═══ Zitierter Abschnitt ═══

# Buchempfehlung zur formalen Verifikation von Programmen

## manuels

Hi,

ich hab mich schon mehrmals gefragt, wie und mit welchen Tools, Computerprogramme formal verifiziert werden.

Leider habe ich bis jetzt im Netz nichts brauchbares gefunden, daher wollte ich mal nachfragen, ob mir jemand von euch einen Buchtipp zu diesem Thema geben kann.

Danke!

Manuel

----------

## schachti

Einen konkreten Buchtipp habe ich nicht, aber "statische Codeanalyse" als Schlagwort. Ein Tool dafür, das ich kenne, ist Polyspace. Vielleicht hilft Dir das schonmal weiter.

----------

## Knieper

 *manuels wrote:*   

> ich hab mich schon mehrmals gefragt, wie und mit welchen Tools, Computerprogramme formal verifiziert werden.

═══ Angezeigte Daten ═══

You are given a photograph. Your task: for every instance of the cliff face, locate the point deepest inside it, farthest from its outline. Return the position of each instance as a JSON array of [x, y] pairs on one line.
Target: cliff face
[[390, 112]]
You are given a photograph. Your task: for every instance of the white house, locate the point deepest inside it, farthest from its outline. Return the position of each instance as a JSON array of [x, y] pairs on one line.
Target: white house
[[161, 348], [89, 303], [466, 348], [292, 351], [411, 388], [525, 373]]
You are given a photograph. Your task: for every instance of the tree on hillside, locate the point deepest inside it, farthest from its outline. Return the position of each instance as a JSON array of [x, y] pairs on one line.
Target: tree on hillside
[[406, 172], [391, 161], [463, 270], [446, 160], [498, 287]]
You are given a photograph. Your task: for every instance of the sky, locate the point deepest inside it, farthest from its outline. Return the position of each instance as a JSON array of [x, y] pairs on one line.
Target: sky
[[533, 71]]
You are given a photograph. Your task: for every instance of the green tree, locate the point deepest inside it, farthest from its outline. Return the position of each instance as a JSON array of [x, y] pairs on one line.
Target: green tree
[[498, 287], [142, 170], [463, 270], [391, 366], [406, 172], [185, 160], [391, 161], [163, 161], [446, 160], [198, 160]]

═══

**Schriftliche Aufgabe 1**
Geben Sie aus der Forumsdiskussion den Abschnitt von „Leider habe ich“ bis einschließlich „das schonmal weiter.“ wortgetreu wieder.
**Schriftliche Aufgabe 2**
Welches Tool für die statische Codeanalyse nennt schachti in der Forumsdiskussion?
Die Daten stehen in keinem Zusammenhang mit der Forumsdiskussion.

**Richtige Antwort 1**
Leider habe ich bis jetzt im Netz nichts brauchbares gefunden, daher wollte ich mal nachfragen, ob mir jemand von euch einen Buchtipp zu diesem Thema geben kann.

Danke!

Manuel

----------

## schachti

Einen konkreten Buchtipp habe ich nicht, aber "statische Codeanalyse" als Schlagwort. Ein Tool dafür, das ich kenne, ist Polyspace. Vielleicht hilft Dir das schonmal weiter.

**Richtige Antwort 2**
Polyspace